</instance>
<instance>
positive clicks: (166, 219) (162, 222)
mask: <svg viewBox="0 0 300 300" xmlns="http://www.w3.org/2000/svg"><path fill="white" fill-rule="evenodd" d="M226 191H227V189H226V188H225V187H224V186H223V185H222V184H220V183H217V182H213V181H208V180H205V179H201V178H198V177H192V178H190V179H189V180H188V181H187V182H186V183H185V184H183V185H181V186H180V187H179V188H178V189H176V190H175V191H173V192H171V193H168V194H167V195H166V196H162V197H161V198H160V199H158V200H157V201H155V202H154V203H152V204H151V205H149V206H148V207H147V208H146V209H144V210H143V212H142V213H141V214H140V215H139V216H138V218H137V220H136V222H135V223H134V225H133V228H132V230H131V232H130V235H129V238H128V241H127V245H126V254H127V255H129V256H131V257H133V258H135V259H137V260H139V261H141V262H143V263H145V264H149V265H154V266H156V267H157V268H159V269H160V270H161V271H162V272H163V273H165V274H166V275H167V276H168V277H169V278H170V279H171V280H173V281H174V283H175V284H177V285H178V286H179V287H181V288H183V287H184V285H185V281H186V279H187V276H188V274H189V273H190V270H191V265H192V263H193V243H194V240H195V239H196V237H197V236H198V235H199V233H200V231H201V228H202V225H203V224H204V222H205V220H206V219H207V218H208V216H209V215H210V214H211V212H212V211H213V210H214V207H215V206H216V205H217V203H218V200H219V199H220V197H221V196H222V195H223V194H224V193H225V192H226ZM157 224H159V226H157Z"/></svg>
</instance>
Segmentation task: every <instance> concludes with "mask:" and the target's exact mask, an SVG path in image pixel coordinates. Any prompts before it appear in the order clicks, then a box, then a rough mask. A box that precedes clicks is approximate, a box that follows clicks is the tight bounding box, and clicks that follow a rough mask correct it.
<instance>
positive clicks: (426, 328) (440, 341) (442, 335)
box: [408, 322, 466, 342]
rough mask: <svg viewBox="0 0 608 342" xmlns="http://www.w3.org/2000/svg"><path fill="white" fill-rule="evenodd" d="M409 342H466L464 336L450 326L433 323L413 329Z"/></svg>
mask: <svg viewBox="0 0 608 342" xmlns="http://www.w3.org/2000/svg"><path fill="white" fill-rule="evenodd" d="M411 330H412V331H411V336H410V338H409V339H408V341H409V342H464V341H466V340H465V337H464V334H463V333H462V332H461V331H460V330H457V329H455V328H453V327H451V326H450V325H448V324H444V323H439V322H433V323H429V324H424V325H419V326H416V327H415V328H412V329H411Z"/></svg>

INSTRUCTIONS FOR THE TASK — Reproduce the material above exactly, beginning at its first line and ending with the line that holds "box: [408, 322, 466, 342]". Include nothing else.

EXERCISE RESULT —
</instance>
<instance>
positive clicks: (166, 219) (162, 222)
mask: <svg viewBox="0 0 300 300" xmlns="http://www.w3.org/2000/svg"><path fill="white" fill-rule="evenodd" d="M226 191H227V189H226V188H225V187H224V186H223V185H222V184H220V183H217V182H213V181H208V180H205V179H201V178H198V177H192V178H190V179H189V180H188V181H187V182H186V183H185V184H183V185H181V186H180V187H179V188H178V189H176V190H175V191H173V192H171V193H168V194H167V195H166V196H162V197H161V198H160V199H158V200H157V201H155V202H154V203H152V204H151V205H149V206H148V207H147V208H146V209H144V210H143V212H142V213H141V214H140V215H139V216H138V218H137V220H136V222H135V223H134V225H133V228H132V230H131V232H130V235H129V238H128V241H127V245H126V254H127V255H129V256H131V257H133V258H135V259H137V260H139V261H141V262H143V263H145V264H149V265H154V266H156V267H157V268H159V269H160V270H161V271H162V272H163V273H165V274H166V275H167V276H168V277H169V278H170V279H171V280H173V281H174V283H175V284H177V285H178V286H179V287H181V288H183V287H184V285H185V281H186V279H187V276H188V274H189V273H190V270H191V265H192V263H193V243H194V240H195V239H196V237H197V236H198V235H199V233H200V231H201V228H202V225H203V224H204V222H205V220H206V219H207V218H208V216H209V215H210V214H211V212H212V211H213V210H214V207H215V206H216V205H217V203H218V200H219V199H220V197H221V196H222V195H223V194H224V193H225V192H226ZM157 224H159V226H157Z"/></svg>
</instance>
Segmentation task: every <instance> concludes with "mask:" and the target's exact mask, an SVG path in image pixel coordinates. Any prompts before it appear in the order clicks, then a box, then a rough mask. A box that precedes clicks is approximate, a box that follows clicks is the tight bounding box, and clicks that follow a rough mask correct it.
<instance>
positive clicks: (426, 328) (440, 341) (442, 335)
box: [408, 322, 466, 342]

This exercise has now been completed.